Objective:
Set all the material down again unchanged, without the pictures.
** Start Data for the task **
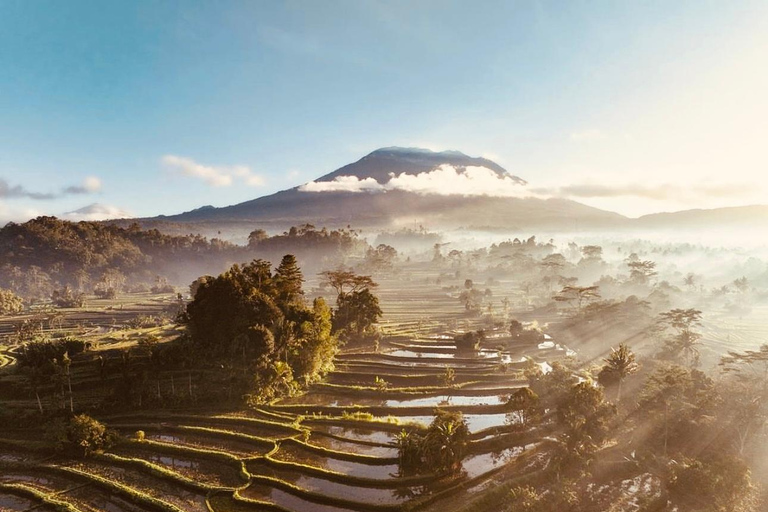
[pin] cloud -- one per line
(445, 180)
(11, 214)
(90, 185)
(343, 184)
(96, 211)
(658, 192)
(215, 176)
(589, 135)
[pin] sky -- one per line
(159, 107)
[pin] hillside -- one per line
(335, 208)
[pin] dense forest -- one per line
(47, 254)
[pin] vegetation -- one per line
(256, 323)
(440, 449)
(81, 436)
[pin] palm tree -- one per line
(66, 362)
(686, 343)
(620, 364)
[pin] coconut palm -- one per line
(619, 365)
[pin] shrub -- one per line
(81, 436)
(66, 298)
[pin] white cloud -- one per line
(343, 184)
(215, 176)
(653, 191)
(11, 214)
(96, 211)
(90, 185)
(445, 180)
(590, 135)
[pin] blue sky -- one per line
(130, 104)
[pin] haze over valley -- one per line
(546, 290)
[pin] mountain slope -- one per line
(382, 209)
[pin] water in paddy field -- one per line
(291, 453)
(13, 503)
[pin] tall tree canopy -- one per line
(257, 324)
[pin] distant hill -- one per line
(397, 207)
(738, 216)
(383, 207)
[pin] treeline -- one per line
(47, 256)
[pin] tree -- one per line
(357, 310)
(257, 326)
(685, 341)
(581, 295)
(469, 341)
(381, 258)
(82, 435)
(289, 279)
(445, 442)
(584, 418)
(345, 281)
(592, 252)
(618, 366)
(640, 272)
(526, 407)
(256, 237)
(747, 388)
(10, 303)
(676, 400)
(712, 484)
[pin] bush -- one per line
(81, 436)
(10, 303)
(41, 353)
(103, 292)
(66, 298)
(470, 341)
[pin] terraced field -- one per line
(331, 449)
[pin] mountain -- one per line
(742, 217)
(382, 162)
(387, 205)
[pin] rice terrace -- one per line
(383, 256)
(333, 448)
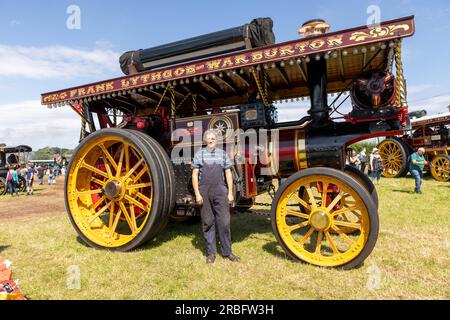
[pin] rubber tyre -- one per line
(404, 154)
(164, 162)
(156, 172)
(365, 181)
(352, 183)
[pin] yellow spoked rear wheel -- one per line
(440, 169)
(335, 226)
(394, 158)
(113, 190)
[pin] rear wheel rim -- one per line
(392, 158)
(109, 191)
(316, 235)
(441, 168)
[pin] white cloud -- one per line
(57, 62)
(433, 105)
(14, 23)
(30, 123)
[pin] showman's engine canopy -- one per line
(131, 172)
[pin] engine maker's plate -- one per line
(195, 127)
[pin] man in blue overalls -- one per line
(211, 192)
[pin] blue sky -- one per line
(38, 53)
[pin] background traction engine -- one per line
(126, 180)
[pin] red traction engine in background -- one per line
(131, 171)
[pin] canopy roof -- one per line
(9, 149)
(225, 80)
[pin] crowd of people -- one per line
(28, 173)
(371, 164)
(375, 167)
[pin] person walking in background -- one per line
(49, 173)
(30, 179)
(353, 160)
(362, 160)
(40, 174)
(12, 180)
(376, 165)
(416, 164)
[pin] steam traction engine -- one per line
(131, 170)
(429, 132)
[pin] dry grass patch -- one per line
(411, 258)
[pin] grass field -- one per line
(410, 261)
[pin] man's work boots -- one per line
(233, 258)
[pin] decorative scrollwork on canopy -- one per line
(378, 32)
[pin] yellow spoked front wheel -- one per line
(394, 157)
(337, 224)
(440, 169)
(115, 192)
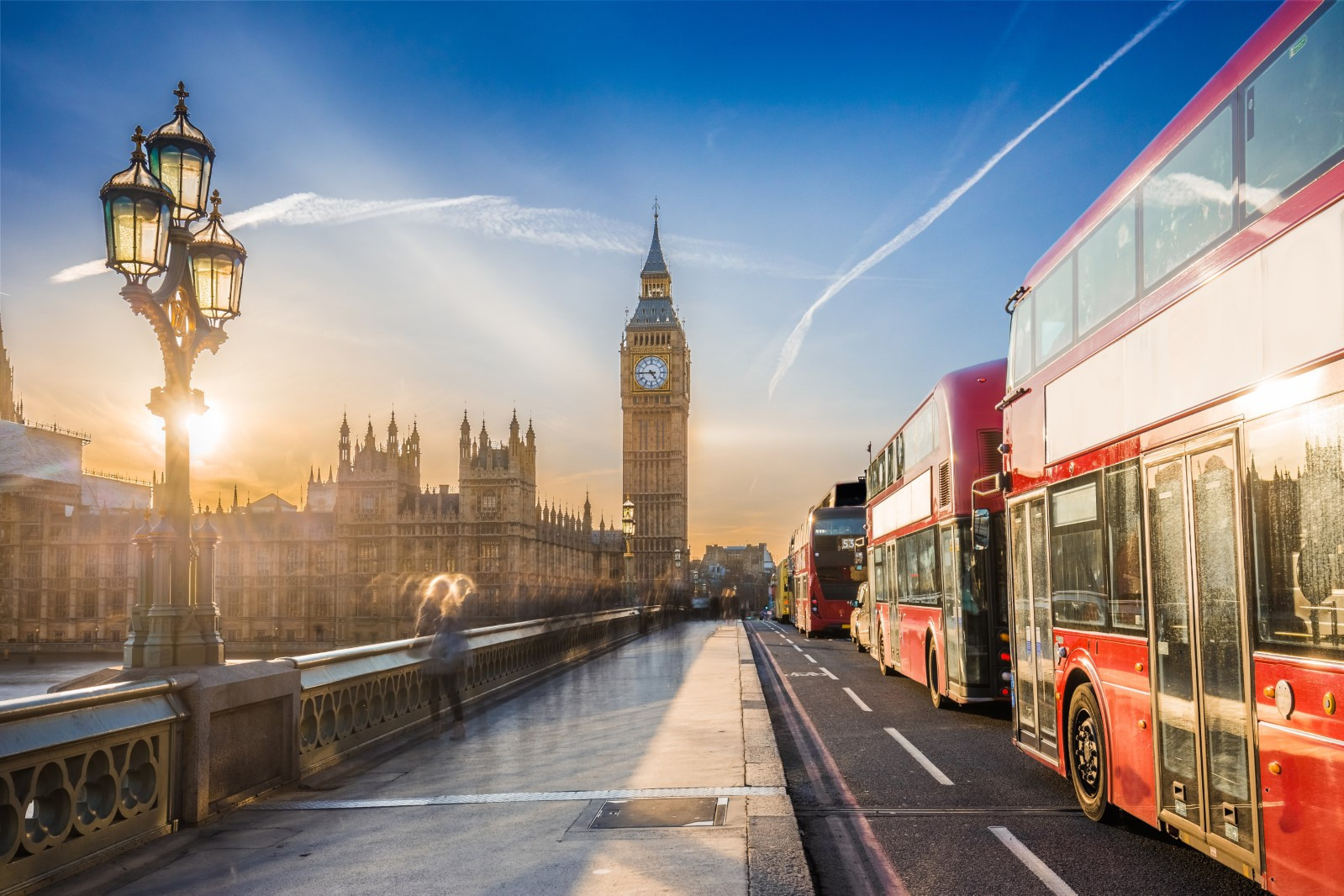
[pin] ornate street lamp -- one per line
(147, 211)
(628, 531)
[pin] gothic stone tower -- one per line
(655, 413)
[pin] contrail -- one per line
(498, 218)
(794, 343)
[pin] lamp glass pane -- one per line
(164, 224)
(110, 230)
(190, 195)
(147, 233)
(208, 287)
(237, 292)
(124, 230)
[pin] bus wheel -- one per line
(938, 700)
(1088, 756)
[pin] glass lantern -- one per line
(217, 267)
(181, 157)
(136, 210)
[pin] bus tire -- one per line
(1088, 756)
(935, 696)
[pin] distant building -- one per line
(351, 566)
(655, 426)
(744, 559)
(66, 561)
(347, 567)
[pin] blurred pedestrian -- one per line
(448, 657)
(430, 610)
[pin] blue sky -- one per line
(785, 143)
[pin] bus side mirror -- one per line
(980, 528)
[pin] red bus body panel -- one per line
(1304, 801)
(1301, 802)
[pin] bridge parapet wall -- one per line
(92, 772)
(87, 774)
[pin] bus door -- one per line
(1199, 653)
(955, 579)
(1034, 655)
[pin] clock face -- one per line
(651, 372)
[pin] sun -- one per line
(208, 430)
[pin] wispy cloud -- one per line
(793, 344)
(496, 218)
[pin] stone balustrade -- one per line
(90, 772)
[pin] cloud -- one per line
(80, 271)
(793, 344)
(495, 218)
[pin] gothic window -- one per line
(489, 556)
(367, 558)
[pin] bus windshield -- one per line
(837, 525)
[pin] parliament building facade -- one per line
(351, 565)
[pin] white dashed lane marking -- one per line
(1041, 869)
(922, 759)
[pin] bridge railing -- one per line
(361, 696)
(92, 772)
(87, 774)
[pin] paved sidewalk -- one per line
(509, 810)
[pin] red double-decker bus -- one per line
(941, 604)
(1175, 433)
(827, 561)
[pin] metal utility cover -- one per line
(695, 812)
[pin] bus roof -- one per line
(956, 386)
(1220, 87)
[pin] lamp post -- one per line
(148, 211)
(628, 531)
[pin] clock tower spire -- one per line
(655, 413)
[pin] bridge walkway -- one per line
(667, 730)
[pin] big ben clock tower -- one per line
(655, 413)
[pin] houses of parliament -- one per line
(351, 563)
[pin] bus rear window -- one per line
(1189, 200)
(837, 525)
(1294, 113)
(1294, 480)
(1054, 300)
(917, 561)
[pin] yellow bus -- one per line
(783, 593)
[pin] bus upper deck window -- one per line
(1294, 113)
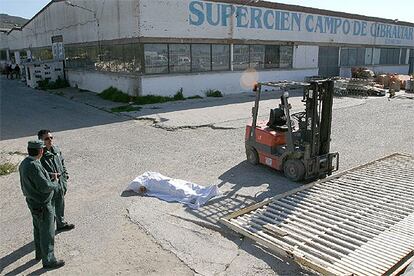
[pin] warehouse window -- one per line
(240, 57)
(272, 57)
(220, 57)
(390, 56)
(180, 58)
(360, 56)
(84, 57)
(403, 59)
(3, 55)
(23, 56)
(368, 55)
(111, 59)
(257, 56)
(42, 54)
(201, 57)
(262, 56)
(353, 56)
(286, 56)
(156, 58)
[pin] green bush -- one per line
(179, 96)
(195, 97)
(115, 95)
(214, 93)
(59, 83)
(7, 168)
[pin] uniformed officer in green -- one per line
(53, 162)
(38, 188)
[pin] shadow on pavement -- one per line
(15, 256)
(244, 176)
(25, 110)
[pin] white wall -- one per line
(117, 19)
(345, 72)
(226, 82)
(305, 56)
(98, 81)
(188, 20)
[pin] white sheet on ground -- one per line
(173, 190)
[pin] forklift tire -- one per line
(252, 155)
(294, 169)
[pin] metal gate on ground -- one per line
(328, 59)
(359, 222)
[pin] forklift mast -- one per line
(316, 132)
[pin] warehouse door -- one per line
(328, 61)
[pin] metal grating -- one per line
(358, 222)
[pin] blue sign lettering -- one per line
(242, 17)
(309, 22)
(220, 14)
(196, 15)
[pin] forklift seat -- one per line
** End Data for the task **
Finished answer:
[pin] cloud -- one per line
(445, 180)
(11, 214)
(90, 185)
(343, 184)
(96, 211)
(658, 192)
(215, 176)
(589, 135)
[pin] sky -- one per line
(159, 107)
[pin] hillside -- one per line
(335, 208)
[pin] dense forest -- one per line
(47, 254)
[pin] vegetation -- one per line
(256, 323)
(440, 449)
(81, 436)
[pin] palm tree -- one per line
(66, 362)
(686, 343)
(620, 364)
[pin] coconut palm -- one per line
(619, 365)
[pin] shrub -- one per line
(81, 436)
(66, 298)
[pin] white cloud -- one per line
(343, 184)
(215, 176)
(653, 191)
(11, 214)
(96, 211)
(90, 185)
(445, 180)
(590, 135)
[pin] blue sky -- one per line
(130, 104)
[pin] haze over valley -- one per line
(546, 290)
[pin] mountain slope -- one per line
(382, 209)
[pin] water in paddy field -- one per line
(291, 453)
(13, 503)
[pin] tall tree canopy -- one per line
(257, 324)
[pin] distant hill -- one per line
(397, 207)
(738, 216)
(383, 207)
[pin] treeline -- one per line
(47, 256)
[pin] tree -- one per line
(357, 310)
(257, 326)
(685, 341)
(581, 295)
(469, 341)
(381, 258)
(82, 435)
(289, 279)
(445, 442)
(584, 418)
(345, 281)
(592, 252)
(618, 366)
(640, 272)
(526, 407)
(256, 237)
(747, 388)
(10, 303)
(676, 400)
(712, 484)
[pin] bush -- one per line
(81, 436)
(10, 303)
(41, 353)
(103, 292)
(66, 298)
(470, 341)
[pin] terraced field -- one per line
(331, 449)
[pin] mountain -- one per line
(742, 217)
(382, 162)
(387, 205)
[pin] rice terrace -- one per line
(383, 256)
(333, 448)
[pin] rubber tyre -- one per line
(404, 154)
(164, 162)
(156, 172)
(365, 181)
(352, 183)
[pin] yellow spoked rear wheel -- one per line
(440, 169)
(335, 226)
(394, 158)
(113, 190)
[pin] rear wheel rim -- one per line
(392, 158)
(109, 191)
(316, 235)
(441, 168)
[pin] white cloud -- one per line
(57, 62)
(433, 105)
(14, 23)
(30, 123)
[pin] showman's engine canopy -- one per line
(131, 172)
[pin] engine maker's plate -- one per line
(195, 127)
[pin] man in blue overalls -- one per line
(211, 192)
[pin] blue sky -- one per line
(38, 53)
[pin] background traction engine -- one per line
(126, 180)
[pin] red traction engine in background -- one per line
(131, 171)
[pin] canopy roof -- one per line
(9, 149)
(225, 80)
[pin] crowd of people -- one per line
(28, 173)
(371, 164)
(375, 167)
[pin] person walking in background -- one per line
(49, 173)
(30, 179)
(353, 160)
(362, 160)
(40, 174)
(12, 180)
(376, 165)
(416, 164)
[pin] steam traction engine -- one per line
(131, 170)
(429, 132)
[pin] dry grass patch -- one per line
(411, 258)
[pin] grass field -- one per line
(410, 261)
[pin] man's work boots -- one per line
(233, 258)
[pin] decorative scrollwork on canopy -- one per line
(378, 32)
[pin] yellow spoked front wheel -- one per line
(394, 157)
(337, 224)
(440, 169)
(115, 192)
[pin] ornate street lamp -- one per line
(147, 211)
(628, 531)
[pin] gothic stone tower -- one per line
(655, 413)
[pin] contrail -- one per line
(498, 218)
(794, 343)
[pin] lamp glass pane -- one per line
(164, 224)
(110, 230)
(190, 195)
(147, 233)
(208, 287)
(237, 292)
(124, 230)
[pin] bus wheel -- one per line
(938, 700)
(1088, 756)
[pin] glass lantern -- one per line
(217, 267)
(181, 157)
(136, 210)
[pin] bus tire -- one per line
(1088, 756)
(935, 696)
[pin] distant building -- one per line
(351, 566)
(655, 426)
(744, 559)
(66, 561)
(347, 567)
[pin] blurred pedestrian -- one per line
(448, 657)
(430, 610)
[pin] blue sky -- one per line
(785, 143)
[pin] bus side mirror -- one per line
(980, 528)
[pin] red bus body panel -- one per line
(1304, 801)
(1301, 802)
[pin] bridge parapet wall -- one per line
(92, 772)
(87, 774)
[pin] bus door -- one per line
(1199, 653)
(955, 579)
(1034, 655)
[pin] clock face -- one per line
(651, 372)
[pin] sun -- one per line
(208, 430)
[pin] wispy cloud -- one per line
(793, 344)
(496, 218)
[pin] stone balustrade -- one per line
(90, 772)
[pin] cloud -- one per line
(80, 271)
(793, 344)
(495, 218)
[pin] gothic window -- one per line
(489, 556)
(367, 558)
[pin] bus windshield -- one per line
(837, 525)
[pin] parliament building facade -- one per line
(351, 565)
[pin] white dashed lane marking -- one per line
(1041, 869)
(922, 759)
[pin] bridge railing -- one per line
(361, 696)
(92, 772)
(87, 774)
[pin] paved sidewalk -- one per line
(509, 810)
[pin] red double-decker bus -- one per line
(941, 604)
(1175, 433)
(827, 561)
[pin] metal utility cover -- one per line
(695, 812)
[pin] bus roof -- one per line
(956, 386)
(1220, 87)
[pin] lamp post -- one per line
(148, 211)
(628, 531)
[pin] clock tower spire -- one per line
(655, 413)
[pin] bridge walkway -- one per line
(667, 730)
[pin] big ben clock tower -- one per line
(655, 413)
[pin] houses of parliament -- one per line
(351, 563)
[pin] bus rear window -- one per line
(1189, 200)
(837, 525)
(1294, 113)
(1294, 480)
(1054, 300)
(917, 561)
[pin] yellow bus -- one per line
(783, 593)
[pin] bus upper deck window -- one per line
(1294, 113)
[pin] warehouse window -- one per line
(240, 57)
(272, 57)
(220, 57)
(390, 56)
(180, 58)
(360, 56)
(84, 57)
(403, 59)
(3, 55)
(23, 56)
(368, 55)
(111, 59)
(257, 56)
(42, 54)
(201, 57)
(262, 56)
(353, 56)
(286, 56)
(156, 58)
[pin] green bush -- one per line
(179, 96)
(195, 97)
(115, 95)
(214, 93)
(59, 83)
(7, 168)
[pin] uniformed officer in green -- one per line
(53, 162)
(38, 188)
[pin] shadow on pavement -- one per line
(15, 256)
(244, 176)
(25, 110)
[pin] white wall -- one per line
(117, 19)
(345, 72)
(226, 82)
(305, 56)
(98, 81)
(188, 20)
[pin] white sheet on ground -- one per line
(173, 190)
[pin] forklift tire -- one per line
(252, 155)
(294, 169)
[pin] metal gate on ground -- one per line
(328, 59)
(359, 222)
[pin] forklift mast -- one per line
(316, 132)
[pin] warehouse door -- one per line
(328, 61)
[pin] metal grating -- one per line
(358, 222)
[pin] blue sign lettering -- one per line
(242, 17)
(309, 22)
(220, 14)
(196, 15)
[pin] forklift seat -- one per line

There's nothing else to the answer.